= TO BE DONE =
Please reproduce the listing word for word, starting at its first line and ending at the line that contains "(1010, 331)", with both of those lines included. Leave any pictures out of your answer.

(Image point annotation listing)
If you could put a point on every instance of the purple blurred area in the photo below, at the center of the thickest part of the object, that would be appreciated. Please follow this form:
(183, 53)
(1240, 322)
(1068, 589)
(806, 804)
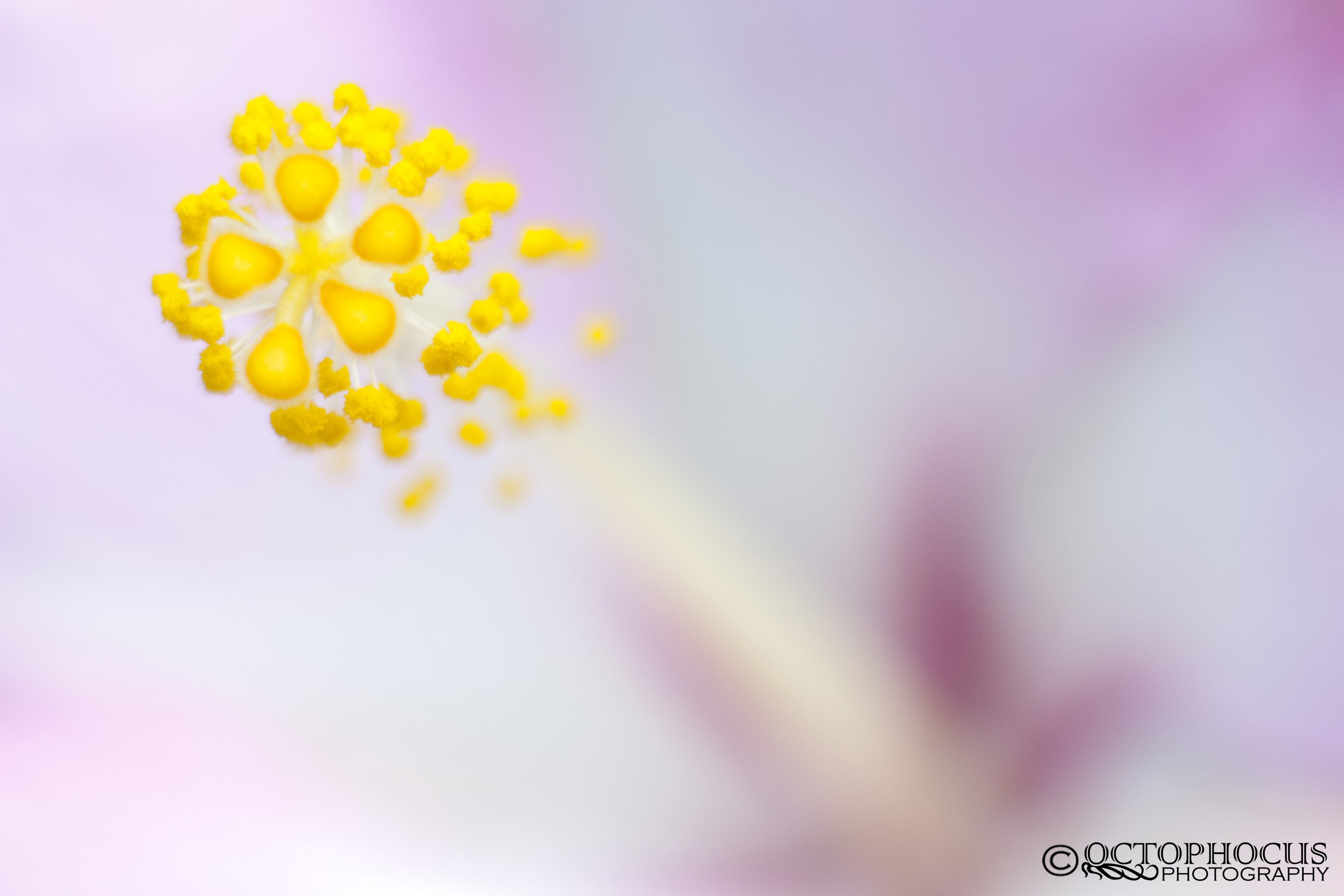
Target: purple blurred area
(1010, 331)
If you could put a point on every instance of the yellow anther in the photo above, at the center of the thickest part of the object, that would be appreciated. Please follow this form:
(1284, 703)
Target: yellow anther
(482, 196)
(598, 335)
(249, 135)
(365, 320)
(453, 347)
(406, 179)
(495, 371)
(375, 405)
(279, 367)
(194, 213)
(310, 425)
(458, 158)
(314, 256)
(307, 113)
(486, 315)
(428, 156)
(203, 323)
(307, 186)
(410, 283)
(476, 226)
(453, 253)
(378, 147)
(420, 495)
(558, 407)
(473, 434)
(318, 135)
(332, 381)
(217, 368)
(350, 97)
(262, 109)
(238, 265)
(394, 442)
(174, 300)
(390, 235)
(252, 175)
(539, 242)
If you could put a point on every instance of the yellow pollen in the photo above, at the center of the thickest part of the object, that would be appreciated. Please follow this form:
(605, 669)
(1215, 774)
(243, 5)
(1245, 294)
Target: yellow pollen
(473, 434)
(203, 323)
(332, 381)
(310, 425)
(558, 407)
(238, 265)
(410, 283)
(390, 235)
(541, 242)
(350, 97)
(307, 186)
(365, 320)
(279, 367)
(486, 315)
(217, 368)
(406, 179)
(375, 405)
(453, 347)
(252, 175)
(194, 213)
(494, 370)
(453, 253)
(598, 335)
(476, 226)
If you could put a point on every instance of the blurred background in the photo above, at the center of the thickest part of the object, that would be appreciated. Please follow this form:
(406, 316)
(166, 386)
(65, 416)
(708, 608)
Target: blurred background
(968, 477)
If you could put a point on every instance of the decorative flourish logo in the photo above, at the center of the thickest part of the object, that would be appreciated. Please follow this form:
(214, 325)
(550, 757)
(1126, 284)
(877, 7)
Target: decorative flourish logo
(1113, 871)
(1281, 860)
(1061, 860)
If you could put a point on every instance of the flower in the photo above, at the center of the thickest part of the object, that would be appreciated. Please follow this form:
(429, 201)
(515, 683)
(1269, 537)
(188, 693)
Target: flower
(323, 262)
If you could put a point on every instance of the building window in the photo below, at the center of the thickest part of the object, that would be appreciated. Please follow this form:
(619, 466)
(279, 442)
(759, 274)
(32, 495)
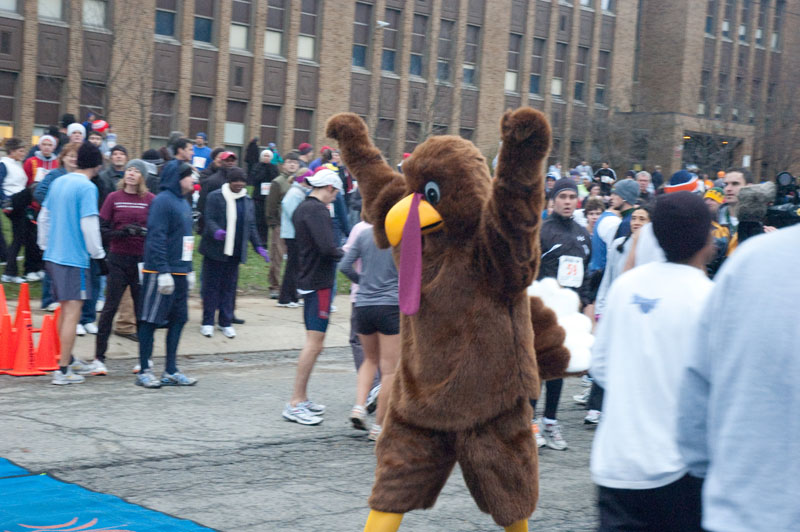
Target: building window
(603, 63)
(161, 114)
(94, 13)
(711, 17)
(419, 30)
(270, 123)
(537, 65)
(303, 123)
(166, 18)
(581, 73)
(200, 116)
(559, 70)
(204, 21)
(390, 37)
(471, 48)
(361, 34)
(52, 9)
(47, 108)
(777, 23)
(413, 136)
(512, 62)
(307, 39)
(447, 36)
(273, 35)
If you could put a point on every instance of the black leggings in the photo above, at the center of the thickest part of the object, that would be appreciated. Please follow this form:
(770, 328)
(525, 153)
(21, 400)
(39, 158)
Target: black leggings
(289, 284)
(552, 396)
(123, 272)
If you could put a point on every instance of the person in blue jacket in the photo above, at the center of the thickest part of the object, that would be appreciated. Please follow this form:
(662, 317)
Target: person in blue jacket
(167, 276)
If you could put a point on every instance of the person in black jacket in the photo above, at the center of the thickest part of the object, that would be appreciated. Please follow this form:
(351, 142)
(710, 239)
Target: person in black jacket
(229, 225)
(319, 251)
(566, 249)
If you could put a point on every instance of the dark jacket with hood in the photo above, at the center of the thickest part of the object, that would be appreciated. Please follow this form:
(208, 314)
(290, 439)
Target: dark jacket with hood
(168, 224)
(216, 217)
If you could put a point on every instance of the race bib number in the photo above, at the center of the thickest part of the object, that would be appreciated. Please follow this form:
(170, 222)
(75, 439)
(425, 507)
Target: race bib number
(570, 271)
(188, 248)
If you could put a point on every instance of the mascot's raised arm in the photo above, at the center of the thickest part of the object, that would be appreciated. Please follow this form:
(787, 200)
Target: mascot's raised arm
(467, 248)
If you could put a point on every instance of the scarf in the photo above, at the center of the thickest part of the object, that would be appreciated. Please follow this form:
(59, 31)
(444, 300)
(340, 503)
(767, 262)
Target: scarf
(230, 216)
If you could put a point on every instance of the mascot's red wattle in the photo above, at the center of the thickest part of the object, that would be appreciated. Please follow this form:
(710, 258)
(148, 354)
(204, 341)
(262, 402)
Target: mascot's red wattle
(467, 247)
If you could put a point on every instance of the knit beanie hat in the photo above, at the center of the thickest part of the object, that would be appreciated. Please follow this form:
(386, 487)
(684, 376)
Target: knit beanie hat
(717, 194)
(628, 190)
(72, 128)
(139, 165)
(89, 156)
(681, 223)
(562, 185)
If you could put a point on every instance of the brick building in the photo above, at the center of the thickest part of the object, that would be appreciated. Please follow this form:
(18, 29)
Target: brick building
(639, 82)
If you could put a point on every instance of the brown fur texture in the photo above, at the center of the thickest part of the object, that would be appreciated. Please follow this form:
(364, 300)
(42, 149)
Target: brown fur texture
(468, 365)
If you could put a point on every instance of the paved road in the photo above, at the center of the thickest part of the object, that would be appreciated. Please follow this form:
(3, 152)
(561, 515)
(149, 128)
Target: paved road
(220, 454)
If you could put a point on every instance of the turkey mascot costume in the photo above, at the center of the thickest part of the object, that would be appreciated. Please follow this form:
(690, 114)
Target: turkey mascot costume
(467, 249)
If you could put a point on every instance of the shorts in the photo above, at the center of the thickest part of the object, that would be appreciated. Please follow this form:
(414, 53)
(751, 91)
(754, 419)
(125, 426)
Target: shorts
(316, 309)
(384, 319)
(69, 283)
(163, 309)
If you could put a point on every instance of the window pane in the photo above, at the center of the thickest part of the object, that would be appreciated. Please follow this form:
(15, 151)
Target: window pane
(165, 23)
(239, 36)
(272, 42)
(49, 8)
(202, 29)
(305, 47)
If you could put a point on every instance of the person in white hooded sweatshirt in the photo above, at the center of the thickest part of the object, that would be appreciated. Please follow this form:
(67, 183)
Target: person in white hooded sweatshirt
(639, 356)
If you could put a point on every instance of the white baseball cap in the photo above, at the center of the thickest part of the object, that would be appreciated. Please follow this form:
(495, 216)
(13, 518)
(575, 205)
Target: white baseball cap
(324, 178)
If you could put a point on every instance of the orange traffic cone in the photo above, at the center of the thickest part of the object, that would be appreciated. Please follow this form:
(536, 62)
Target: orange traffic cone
(23, 305)
(25, 363)
(6, 343)
(3, 305)
(46, 354)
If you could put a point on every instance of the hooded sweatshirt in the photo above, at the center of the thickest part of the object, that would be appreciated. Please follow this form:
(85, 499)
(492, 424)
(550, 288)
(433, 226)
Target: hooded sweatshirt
(170, 241)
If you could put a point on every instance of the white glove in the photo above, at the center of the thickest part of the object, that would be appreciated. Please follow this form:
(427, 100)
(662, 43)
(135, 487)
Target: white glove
(166, 285)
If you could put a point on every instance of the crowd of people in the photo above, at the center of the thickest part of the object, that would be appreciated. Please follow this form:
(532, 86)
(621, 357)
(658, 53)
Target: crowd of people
(110, 234)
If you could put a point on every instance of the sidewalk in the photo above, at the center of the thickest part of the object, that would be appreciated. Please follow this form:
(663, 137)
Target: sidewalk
(267, 327)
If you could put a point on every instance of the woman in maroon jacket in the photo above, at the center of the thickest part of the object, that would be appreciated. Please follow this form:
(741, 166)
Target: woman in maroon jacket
(123, 222)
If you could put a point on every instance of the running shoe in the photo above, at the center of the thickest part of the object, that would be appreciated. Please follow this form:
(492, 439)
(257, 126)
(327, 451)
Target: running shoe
(374, 433)
(537, 433)
(146, 379)
(300, 415)
(372, 398)
(177, 379)
(66, 378)
(592, 417)
(312, 407)
(553, 437)
(583, 397)
(358, 417)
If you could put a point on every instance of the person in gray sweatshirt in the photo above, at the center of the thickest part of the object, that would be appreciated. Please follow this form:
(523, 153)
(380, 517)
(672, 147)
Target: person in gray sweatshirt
(377, 322)
(739, 403)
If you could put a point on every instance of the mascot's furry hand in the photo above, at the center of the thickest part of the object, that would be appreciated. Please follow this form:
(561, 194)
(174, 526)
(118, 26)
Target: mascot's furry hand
(564, 303)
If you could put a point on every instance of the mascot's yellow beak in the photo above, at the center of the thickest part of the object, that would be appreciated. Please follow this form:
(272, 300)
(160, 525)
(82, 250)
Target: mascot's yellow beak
(429, 219)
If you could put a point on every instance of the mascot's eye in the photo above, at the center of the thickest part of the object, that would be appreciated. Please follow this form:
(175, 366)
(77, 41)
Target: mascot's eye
(432, 193)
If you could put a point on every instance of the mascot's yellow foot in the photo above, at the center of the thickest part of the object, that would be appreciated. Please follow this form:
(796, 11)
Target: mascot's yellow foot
(383, 522)
(519, 526)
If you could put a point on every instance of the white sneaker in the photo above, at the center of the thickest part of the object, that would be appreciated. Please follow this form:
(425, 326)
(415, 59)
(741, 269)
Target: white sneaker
(66, 378)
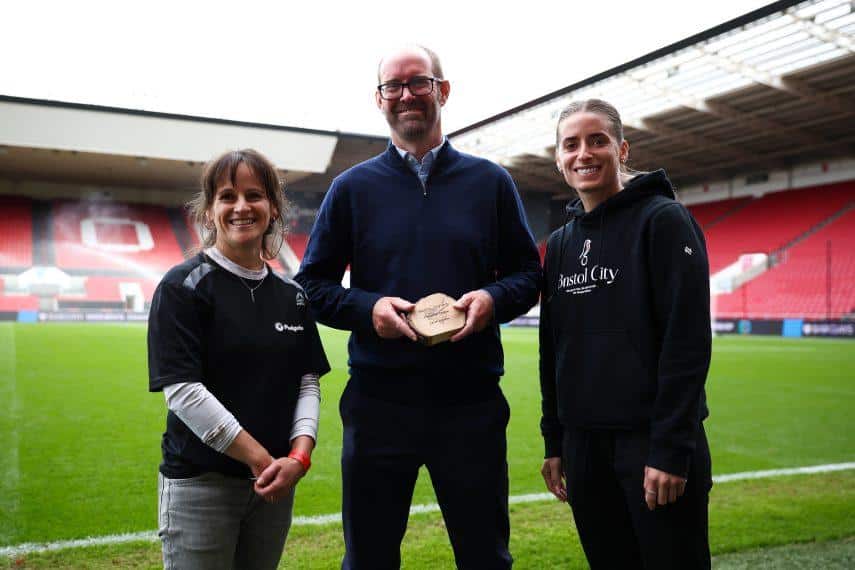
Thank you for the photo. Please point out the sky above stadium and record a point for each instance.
(313, 63)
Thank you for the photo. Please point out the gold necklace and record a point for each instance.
(252, 289)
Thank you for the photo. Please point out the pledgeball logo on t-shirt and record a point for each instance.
(282, 327)
(589, 278)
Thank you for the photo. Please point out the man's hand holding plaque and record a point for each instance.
(436, 318)
(388, 318)
(478, 306)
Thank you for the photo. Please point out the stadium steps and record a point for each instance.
(741, 205)
(775, 256)
(43, 250)
(182, 232)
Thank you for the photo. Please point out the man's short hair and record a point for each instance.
(436, 66)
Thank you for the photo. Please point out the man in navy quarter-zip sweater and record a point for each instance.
(418, 219)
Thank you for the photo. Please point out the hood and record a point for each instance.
(641, 186)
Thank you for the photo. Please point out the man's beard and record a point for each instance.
(413, 129)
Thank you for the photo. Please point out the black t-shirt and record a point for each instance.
(205, 327)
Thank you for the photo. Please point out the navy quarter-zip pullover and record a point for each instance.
(464, 229)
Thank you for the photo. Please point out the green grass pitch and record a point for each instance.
(80, 434)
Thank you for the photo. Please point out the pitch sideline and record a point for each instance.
(318, 520)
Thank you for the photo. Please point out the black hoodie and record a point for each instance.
(625, 322)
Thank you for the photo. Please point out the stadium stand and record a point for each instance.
(112, 253)
(710, 213)
(298, 243)
(108, 235)
(16, 239)
(803, 283)
(766, 224)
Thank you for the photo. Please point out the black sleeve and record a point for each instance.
(680, 273)
(550, 426)
(174, 337)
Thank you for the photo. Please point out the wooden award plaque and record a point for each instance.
(435, 320)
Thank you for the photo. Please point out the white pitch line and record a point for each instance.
(335, 518)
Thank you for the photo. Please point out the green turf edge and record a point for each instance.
(747, 517)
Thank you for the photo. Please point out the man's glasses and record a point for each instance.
(417, 85)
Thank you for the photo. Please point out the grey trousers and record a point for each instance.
(216, 522)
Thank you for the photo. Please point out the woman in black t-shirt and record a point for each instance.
(236, 353)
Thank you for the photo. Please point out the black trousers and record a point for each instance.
(605, 474)
(464, 448)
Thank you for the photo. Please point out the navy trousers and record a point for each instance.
(464, 449)
(605, 473)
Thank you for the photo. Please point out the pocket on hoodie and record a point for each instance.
(603, 382)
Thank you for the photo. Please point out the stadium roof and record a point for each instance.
(90, 144)
(771, 89)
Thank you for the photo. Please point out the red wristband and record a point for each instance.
(302, 457)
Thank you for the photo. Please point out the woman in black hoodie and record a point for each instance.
(624, 353)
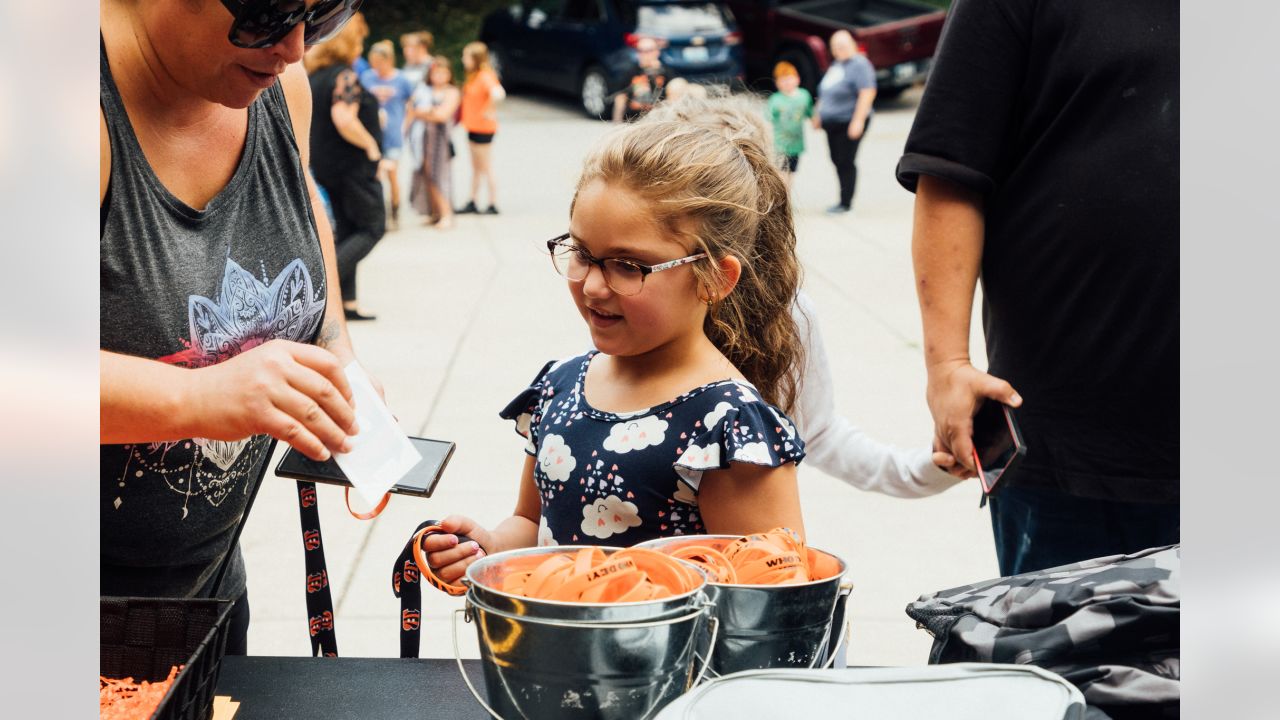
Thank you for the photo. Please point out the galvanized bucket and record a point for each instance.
(558, 660)
(795, 625)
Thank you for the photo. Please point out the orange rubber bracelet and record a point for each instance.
(373, 513)
(590, 575)
(778, 556)
(425, 569)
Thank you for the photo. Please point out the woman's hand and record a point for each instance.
(291, 391)
(448, 559)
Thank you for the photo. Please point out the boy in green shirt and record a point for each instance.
(789, 109)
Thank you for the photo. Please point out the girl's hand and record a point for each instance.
(448, 559)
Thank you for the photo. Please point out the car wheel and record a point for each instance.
(594, 92)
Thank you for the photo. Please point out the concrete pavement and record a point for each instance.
(469, 315)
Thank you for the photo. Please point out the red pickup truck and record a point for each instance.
(897, 36)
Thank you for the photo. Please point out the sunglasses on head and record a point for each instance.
(263, 23)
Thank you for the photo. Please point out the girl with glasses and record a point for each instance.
(833, 443)
(681, 260)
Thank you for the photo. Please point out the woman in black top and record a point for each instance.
(346, 149)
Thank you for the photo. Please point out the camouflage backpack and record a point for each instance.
(1109, 625)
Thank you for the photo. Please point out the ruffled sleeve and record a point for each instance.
(526, 409)
(750, 432)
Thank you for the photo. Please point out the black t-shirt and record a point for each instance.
(1064, 114)
(332, 156)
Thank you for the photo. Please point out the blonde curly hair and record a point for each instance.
(737, 204)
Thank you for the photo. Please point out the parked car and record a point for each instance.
(899, 37)
(586, 48)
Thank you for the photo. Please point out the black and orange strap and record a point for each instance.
(410, 568)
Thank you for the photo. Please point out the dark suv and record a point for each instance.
(586, 48)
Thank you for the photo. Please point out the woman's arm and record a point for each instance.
(333, 333)
(289, 391)
(946, 251)
(750, 499)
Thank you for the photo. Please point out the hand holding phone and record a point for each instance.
(420, 481)
(997, 443)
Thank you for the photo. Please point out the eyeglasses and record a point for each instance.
(263, 23)
(624, 277)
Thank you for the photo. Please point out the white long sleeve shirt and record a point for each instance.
(840, 449)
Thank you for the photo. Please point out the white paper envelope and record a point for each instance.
(380, 454)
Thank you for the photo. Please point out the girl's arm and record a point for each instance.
(449, 561)
(750, 499)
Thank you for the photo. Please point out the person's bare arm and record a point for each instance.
(333, 333)
(449, 560)
(750, 499)
(291, 391)
(862, 110)
(104, 153)
(946, 253)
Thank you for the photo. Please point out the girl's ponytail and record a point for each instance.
(753, 326)
(723, 180)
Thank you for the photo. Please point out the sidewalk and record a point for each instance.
(467, 317)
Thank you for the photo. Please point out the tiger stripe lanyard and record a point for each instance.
(406, 586)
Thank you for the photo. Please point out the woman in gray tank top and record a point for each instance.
(218, 324)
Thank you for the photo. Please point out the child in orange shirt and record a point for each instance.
(480, 96)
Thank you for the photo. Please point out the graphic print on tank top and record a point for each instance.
(246, 313)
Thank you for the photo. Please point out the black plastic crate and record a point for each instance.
(145, 637)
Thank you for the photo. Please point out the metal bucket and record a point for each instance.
(795, 625)
(558, 660)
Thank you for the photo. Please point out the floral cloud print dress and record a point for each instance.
(618, 479)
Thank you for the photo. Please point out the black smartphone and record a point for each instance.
(997, 443)
(420, 481)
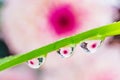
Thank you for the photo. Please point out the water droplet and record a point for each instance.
(90, 46)
(66, 52)
(36, 62)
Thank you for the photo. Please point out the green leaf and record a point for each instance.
(97, 33)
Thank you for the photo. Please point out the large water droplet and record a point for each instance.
(67, 51)
(90, 46)
(36, 62)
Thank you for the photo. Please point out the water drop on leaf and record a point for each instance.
(90, 46)
(66, 52)
(36, 62)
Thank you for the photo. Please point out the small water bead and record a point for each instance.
(36, 62)
(66, 52)
(90, 46)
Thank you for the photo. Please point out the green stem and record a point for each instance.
(97, 33)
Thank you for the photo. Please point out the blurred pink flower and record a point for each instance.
(29, 24)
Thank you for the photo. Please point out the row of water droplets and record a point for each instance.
(87, 46)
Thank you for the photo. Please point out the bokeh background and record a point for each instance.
(24, 26)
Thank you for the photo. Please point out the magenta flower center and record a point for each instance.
(63, 20)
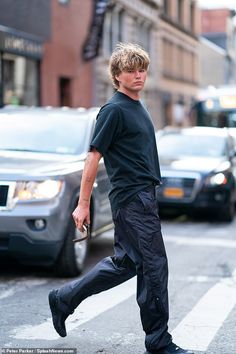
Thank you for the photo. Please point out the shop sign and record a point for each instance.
(18, 45)
(91, 46)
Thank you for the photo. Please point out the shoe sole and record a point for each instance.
(52, 299)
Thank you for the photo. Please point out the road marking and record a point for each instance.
(19, 285)
(197, 330)
(89, 308)
(190, 241)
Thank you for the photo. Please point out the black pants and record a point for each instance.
(139, 250)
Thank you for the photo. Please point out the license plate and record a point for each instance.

= RESULT BELOW =
If you could put a point on every instance of the purple blurred area in the photo below, at the center of the thickest part of the object, that would be appreciated. Please follow this form:
(183, 53)
(1240, 322)
(1068, 589)
(806, 804)
Target: purple blurred area
(1010, 331)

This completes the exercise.